WHAT YOU SHOULD DO -
Could you rescale the rows from the row with "Report the location of each instance of the blonde" to the row with "x=199, y=178", both included? Give all of them again, requests included, with each answer's x and y coordinates multiplied by 0.35 and rounded to whole numbers (halves round up), leaving the requests and their format samples unchanged, and return only those rows.

EXERCISE MATERIALS -
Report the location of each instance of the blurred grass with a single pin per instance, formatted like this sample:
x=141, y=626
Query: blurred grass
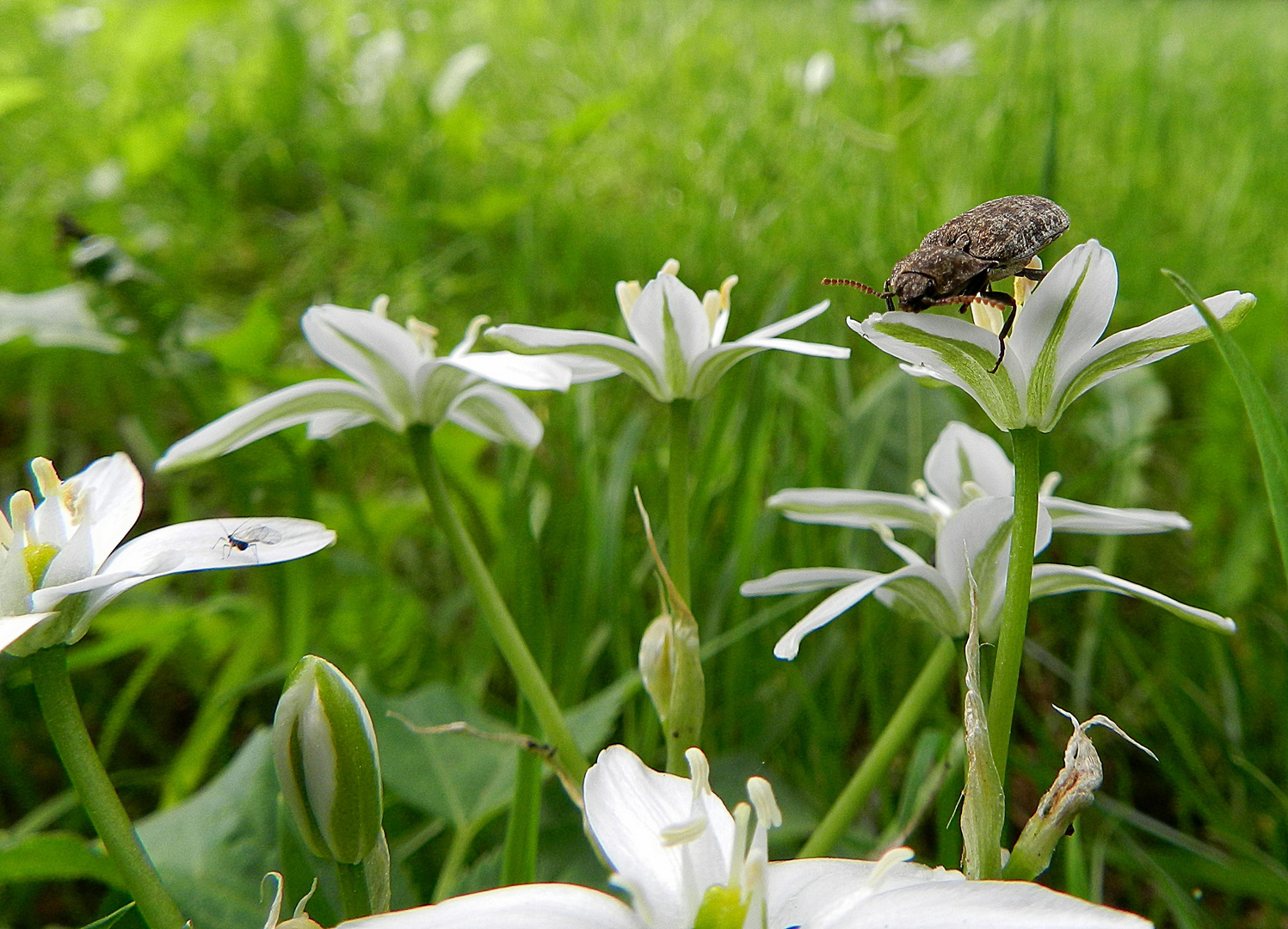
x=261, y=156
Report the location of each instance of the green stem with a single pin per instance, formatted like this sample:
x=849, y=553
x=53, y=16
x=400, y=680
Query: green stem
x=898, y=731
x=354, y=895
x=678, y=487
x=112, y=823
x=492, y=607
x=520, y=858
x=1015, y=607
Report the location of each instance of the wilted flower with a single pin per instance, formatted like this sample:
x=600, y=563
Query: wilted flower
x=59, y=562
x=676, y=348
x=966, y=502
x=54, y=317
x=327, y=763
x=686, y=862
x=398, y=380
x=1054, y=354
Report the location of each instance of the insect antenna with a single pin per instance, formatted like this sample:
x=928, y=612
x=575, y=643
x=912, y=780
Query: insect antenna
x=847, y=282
--
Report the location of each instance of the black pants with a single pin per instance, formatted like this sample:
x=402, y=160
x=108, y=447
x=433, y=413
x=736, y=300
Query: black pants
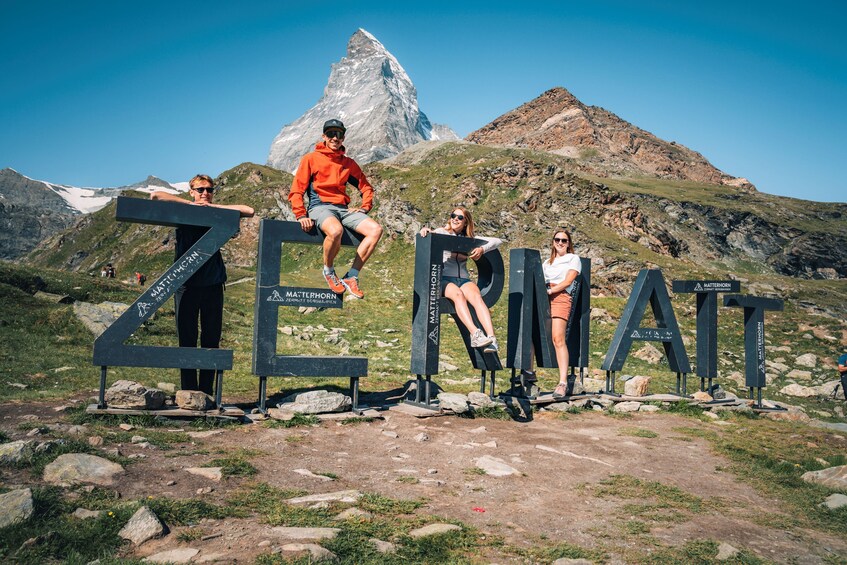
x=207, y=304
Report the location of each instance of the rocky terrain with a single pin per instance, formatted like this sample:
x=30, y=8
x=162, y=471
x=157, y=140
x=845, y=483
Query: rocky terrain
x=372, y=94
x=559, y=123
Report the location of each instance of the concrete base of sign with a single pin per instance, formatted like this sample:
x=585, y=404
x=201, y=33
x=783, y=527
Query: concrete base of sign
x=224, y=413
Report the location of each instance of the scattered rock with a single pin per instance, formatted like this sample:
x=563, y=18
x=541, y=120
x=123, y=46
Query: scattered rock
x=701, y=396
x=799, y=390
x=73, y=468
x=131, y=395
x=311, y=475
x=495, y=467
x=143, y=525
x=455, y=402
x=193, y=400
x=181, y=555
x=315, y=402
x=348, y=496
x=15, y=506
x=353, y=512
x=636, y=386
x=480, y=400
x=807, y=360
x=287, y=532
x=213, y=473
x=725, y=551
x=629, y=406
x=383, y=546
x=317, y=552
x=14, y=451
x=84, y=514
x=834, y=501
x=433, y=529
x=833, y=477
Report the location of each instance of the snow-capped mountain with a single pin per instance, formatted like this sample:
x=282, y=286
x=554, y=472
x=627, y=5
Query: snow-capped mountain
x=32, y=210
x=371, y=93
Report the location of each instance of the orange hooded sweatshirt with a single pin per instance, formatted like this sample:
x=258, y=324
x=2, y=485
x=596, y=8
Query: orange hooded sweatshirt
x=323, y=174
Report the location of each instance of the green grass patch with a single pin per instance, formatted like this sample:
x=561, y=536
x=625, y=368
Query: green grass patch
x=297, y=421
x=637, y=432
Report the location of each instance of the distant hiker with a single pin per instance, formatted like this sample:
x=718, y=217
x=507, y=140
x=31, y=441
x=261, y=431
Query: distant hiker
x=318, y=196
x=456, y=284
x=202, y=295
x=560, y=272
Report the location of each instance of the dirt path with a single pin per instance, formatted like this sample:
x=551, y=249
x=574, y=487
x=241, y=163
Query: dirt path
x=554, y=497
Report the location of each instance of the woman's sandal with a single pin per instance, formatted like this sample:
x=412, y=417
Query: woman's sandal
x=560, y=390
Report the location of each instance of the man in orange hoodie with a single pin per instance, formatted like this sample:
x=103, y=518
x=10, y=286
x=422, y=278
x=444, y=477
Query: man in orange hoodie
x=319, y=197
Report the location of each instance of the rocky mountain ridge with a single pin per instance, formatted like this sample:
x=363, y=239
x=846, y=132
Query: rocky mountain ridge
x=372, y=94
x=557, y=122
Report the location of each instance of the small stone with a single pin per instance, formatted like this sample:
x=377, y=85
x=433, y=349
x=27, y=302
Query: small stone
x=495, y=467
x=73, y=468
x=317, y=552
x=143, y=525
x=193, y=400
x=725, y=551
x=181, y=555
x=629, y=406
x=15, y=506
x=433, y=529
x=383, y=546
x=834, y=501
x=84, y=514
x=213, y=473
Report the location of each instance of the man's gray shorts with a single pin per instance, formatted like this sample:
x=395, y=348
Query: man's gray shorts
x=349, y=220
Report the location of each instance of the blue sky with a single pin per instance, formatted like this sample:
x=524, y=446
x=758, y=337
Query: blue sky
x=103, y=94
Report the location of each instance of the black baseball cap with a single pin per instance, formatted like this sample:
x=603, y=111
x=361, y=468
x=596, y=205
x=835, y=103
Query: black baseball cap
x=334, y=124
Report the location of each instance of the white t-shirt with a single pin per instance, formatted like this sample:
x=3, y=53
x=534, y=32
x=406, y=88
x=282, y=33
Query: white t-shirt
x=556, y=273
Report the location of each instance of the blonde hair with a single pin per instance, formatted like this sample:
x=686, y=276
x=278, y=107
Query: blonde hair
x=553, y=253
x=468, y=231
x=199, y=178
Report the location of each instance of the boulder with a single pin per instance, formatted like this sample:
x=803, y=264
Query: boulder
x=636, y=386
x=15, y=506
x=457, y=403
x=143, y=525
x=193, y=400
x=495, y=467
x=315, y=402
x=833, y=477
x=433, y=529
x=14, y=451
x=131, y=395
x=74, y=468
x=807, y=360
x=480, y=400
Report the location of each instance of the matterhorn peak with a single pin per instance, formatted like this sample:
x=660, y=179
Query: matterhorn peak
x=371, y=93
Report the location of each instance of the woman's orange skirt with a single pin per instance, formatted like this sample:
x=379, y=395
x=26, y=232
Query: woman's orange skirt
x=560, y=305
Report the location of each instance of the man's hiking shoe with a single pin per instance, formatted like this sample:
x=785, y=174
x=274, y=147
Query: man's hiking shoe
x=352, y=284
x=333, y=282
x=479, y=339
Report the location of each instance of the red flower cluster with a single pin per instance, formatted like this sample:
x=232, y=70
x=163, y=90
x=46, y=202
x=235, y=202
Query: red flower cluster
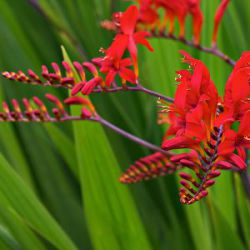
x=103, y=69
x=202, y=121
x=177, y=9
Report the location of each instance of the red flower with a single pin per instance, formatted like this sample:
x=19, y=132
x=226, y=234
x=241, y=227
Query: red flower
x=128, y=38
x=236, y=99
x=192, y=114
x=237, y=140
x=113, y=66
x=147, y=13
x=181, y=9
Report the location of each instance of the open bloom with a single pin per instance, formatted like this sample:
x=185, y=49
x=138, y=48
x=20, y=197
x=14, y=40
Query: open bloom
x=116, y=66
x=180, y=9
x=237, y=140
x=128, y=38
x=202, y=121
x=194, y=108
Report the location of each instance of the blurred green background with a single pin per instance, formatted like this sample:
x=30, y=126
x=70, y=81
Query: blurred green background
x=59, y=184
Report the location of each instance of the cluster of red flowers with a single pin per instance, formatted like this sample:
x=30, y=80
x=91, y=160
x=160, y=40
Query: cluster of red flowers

WRITTEN SOLUTION -
Report the location of each instance of the blonde hair with a single pin per instance, formatted like this sample:
x=686, y=276
x=278, y=107
Query: blonde hair
x=194, y=89
x=164, y=81
x=70, y=62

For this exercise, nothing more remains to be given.